* [Extrait de page]
Les Mémoires d'Outre-Tombe - Chateaubriand
Première partie - Livre troisième - Chapitre 3 - Vie à Combourg. - Journées et soirées.




Le salon du chateau de Combourg



Annonce des axes

I. Une atmosphère étrange
1. Jeux d’ombre et de lumière
2. Déambulation
3. Silence accablant

II. La famille
1. Le jeu des pronoms
2. Fantôme de Combourg
3. Présence maléfique

III. Un grand travail d'écriture
1. Prose poétique
2. Deux versions



Commentaire littéraire

I. Une atmosphère étrange

Petite introduction de l’axe I : Toute cette atmosphère inquiétante, étrange, fantastique est principalement provoquée par la perception enfantine de la scène que Chateaubriand a essayé de recréer tout au long du texte. La précision extrême du souvenir impliquent que ces soirées répétitives (utilisation d’imparfait itératif et proposition "les soirées d’automne et d’hiver " qui indique que ces soirées étaient toujours les mêmes) ont marqué Chateaubriand.

1. Jeux d’ombre et de lumière

* Du point de vue fixe de la narration découle un impressionnant jeu d’ombre et de lumière causé par le fait qu’il n’y a que deux sources de lumière (le feu et la bougie) laissant donc la plus vaste partie de la salle dans l’ombre

* Champ lexical de la lumière ("bougie, feu") en opposition avec celui de l’obscurité ("ténèbres", "obscurité") : un jeu d’ombre et de lumière ; création d’une atmosphère propice à la montée de la peur et de l’introduction du fantastique.

* [Informations extraites]

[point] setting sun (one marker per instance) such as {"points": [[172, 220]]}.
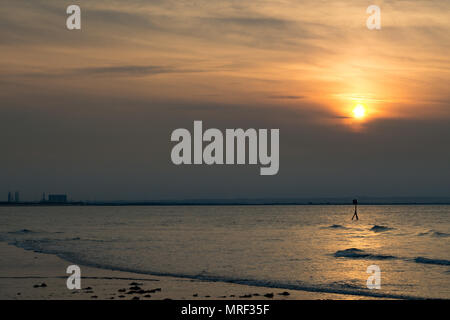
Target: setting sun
{"points": [[359, 111]]}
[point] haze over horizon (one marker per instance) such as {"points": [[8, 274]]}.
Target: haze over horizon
{"points": [[89, 113]]}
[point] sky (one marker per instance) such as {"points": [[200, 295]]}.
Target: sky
{"points": [[90, 112]]}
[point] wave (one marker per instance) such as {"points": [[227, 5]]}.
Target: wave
{"points": [[377, 228], [434, 233], [354, 253], [22, 231], [336, 226], [439, 262], [343, 287]]}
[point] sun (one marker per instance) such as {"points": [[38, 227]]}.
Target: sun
{"points": [[359, 111]]}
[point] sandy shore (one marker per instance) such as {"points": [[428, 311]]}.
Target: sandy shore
{"points": [[30, 275]]}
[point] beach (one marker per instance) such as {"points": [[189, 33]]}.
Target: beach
{"points": [[225, 252], [23, 272]]}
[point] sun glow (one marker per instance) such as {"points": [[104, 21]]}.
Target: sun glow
{"points": [[359, 111]]}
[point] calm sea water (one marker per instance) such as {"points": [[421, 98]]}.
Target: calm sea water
{"points": [[314, 248]]}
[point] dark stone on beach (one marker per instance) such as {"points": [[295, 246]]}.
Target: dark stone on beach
{"points": [[135, 288], [42, 285]]}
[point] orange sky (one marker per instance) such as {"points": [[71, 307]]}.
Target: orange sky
{"points": [[253, 52]]}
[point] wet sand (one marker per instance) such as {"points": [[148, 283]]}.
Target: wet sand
{"points": [[31, 275]]}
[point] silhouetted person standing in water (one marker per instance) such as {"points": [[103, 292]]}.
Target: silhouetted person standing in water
{"points": [[355, 202]]}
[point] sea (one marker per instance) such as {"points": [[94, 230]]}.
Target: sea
{"points": [[315, 248]]}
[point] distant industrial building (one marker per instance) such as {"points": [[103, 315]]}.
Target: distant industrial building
{"points": [[57, 198], [13, 197]]}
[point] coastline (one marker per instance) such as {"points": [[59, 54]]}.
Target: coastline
{"points": [[23, 273]]}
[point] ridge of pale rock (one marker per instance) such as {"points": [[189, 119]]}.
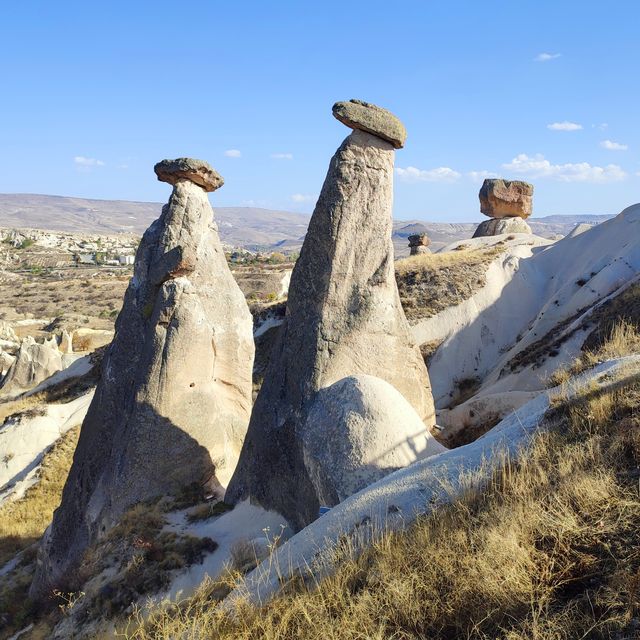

* [Tâches et exercices]
A: Répondez à ces questions sur le commentaire sur Combourg :
(i) Quelles sont les deux sources de lumière de la salle ?
(ii) Quel est le titre du troisième axe ?
(iii) Selon l'introduction de l'axe I, qu'est-ce qui provoque principalement l'atmosphère inquiétante ?
B: Extrayez du commentaire sur Combourg le passage qui commence par « Commentaire littéraire » et se poursuit jusqu'à « ont marqué Chateaubriand. ».
Les lignes n'ont aucun lien avec le commentaire sur Combourg.

* [Réponses attendues]
A:
(i) Le feu et la bougie.
(ii) Un grand travail d'écriture.
(iii) La perception enfantine de la scène, que Chateaubriand a essayé de recréer tout au long du texte.

B:
Commentaire littéraire

I. Une atmosphère étrange

Petite introduction de l’axe I : Toute cette atmosphère inquiétante, étrange, fantastique est principalement provoquée par la perception enfantine de la scène que Chateaubriand a essayé de recréer tout au long du texte. La précision extrême du souvenir impliquent que ces soirées répétitives (utilisation d’imparfait itératif et proposition "les soirées d’automne et d’hiver " qui indique que ces soirées étaient toujours les mêmes) ont marqué Chateaubriand.